Selected passage
────

Book Review: How to Read, by J.B. Kerfoot, 1916
Subject: Third Area of Involvement of J. B. Kerfoot’s Constructive and Critical Orientation of Learning How to Read:: The Driving Impulses for Reading and the Direction Reading Should Take
This is the fourth blog entry out of a series of seven blog entries on reviewing How to Read, by J. B. Kerfoot. It will consider the third area of involvement of Kerfoot’s constructive and critical orientation in learning how to read: the Driving Impulses for Reading, and the Direction that Personal Reading Should Take. Each will be examined.
The blog entry of September 22, 2023 considered the second area of involvement, the handling of word meanings. The blog entry of September 20, 2023 considered the first area of involvement, reading as producing a mental movie. And, the blog entry of September 15, 2023 gave an introduction to the book and considered the meaning of the title page inscription of the book, “Reading is a form of living.”
Please note that the italicized words in the quotes taken from the book are the author’s emphasis and are not my added emphasis.
The Driving Impulses for Reading and the Direction that Personal Reading Should Take
The third area of involvement in Kerfoot’s constructive and critical approach to reading is taken from Chapter Four (“What’s the Use”) and Chapter Five (“A Sense of Direction”).

────

Tasks to carry out
1/ In the review of Kerfoot's How to Read, why does this entry take up the third area of involvement rather than the first or second? Answer in one to three sentences.
2/ Render this sentence from the review of How to Read in Spanish: "The third area of involvement in Kerfoot's constructive and critical approach to reading is taken from Chapter Four ("What's the Use") and Chapter Five ("A Sense of Direction")."
3/ Carry the review of How to Read forward from its final sentence.

Excerpted data
────

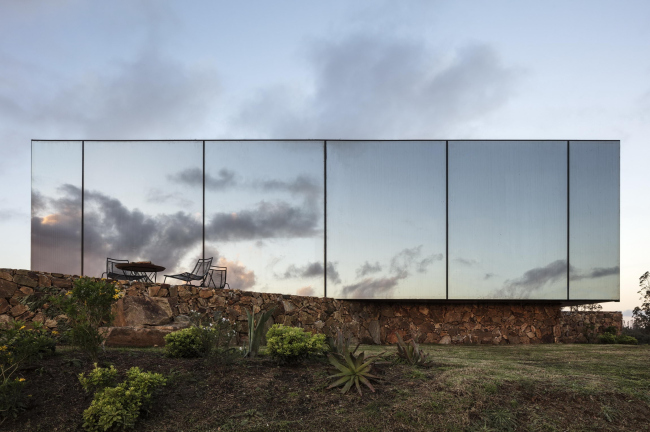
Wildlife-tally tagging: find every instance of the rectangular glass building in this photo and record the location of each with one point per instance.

────

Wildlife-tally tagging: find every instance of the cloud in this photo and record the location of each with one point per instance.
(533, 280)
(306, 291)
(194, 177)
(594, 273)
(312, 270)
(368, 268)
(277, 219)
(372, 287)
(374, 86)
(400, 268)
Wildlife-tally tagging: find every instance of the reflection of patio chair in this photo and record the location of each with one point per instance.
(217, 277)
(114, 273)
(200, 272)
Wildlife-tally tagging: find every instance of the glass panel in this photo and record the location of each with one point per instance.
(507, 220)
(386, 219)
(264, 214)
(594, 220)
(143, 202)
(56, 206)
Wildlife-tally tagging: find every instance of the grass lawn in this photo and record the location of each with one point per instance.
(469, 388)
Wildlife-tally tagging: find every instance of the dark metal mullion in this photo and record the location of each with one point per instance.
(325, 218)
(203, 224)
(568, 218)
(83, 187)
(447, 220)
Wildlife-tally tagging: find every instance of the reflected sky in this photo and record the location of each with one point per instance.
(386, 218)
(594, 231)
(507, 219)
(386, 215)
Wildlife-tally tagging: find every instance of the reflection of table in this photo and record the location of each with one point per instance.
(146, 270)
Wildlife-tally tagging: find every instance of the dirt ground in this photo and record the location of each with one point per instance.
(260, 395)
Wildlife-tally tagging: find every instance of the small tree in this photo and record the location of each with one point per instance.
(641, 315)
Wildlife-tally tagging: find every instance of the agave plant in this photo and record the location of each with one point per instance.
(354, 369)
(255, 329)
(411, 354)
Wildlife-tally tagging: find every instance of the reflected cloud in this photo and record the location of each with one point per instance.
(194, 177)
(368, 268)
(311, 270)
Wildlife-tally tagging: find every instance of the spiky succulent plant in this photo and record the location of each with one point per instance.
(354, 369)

────

Outputs
1/ Earlier entries in the series already covered the first two areas. The September 20, 2023 entry dealt with reading as producing a mental movie, and the September 22, 2023 entry dealt with the handling of word meanings, so this fourth entry moves on to the third area: the driving impulses for reading and the direction personal reading should take.

2/ La tercera área de participación en el enfoque constructivo y crítico de Kerfoot sobre la lectura se toma del capítulo cuatro («What's the Use») y del capítulo cinco («A Sense of Direction»).

3/
Kerfoot says the reasons for reading lie in two impulses, which are two opposite human needs. One need is “to find one’s self”. This is to learn more about something – getting closer to reality and putting things in order for one’s self by gaining information, ideas, and knowledge in a complex and chaotic world. The opposite impulse is “to get away from one’s self” – to seek a respite, to get away from the chaotic and complex world.
In essence, one need is stepping into the world and the other is stepping away from the world. Both are feeling one’s way in the world. They are the two modes that anything is read and how Kerfoot believes people conduct their lives in general. To quote Kerfoot: “Not alone in our reading, but our lives, alternate between these two moods; are conducted in these two modes; are governed by these two appetites, urges-call them what you will,- this desire to do, and this desire to shrink from doing; this recurrent keenness personally to master reality, and this recurrent craving to escape from consciousness of its tyranny; this longing to ‘find ourselves,’ and this longing to ‘get away from ourselves’.”[i]
Kerfoot puts an intermediary need between the two poles of needs and that is the need to play. Play is recreation for refreshment, which is an outlet for enacting human potential. In adults when reading this equates to seeking out of the multiple potential selves that life has not permitted one’s self to be and satisfying the urges of these suppressed selves not allowed to emerge due to the exigencies of life. It is a way of finding out more about oneself in roles and scenarios one will not be able to live. To quote Kerfoot: “We are seeking relaxation by dramatizing some side of ourselves that is not usually free to function. We are, indeed, trying for refreshment by ‘find ourselves’ afresh.”[ii]
The reading needs are constructive modes of reading. The critical part is to guide these needs in order to progress in learning how to read. There two ways that can help this happen.
The first is understanding the meaning of the word, “read”. The root meaning of the word “read,” an Anglo-Saxon word, is to “take counsel.”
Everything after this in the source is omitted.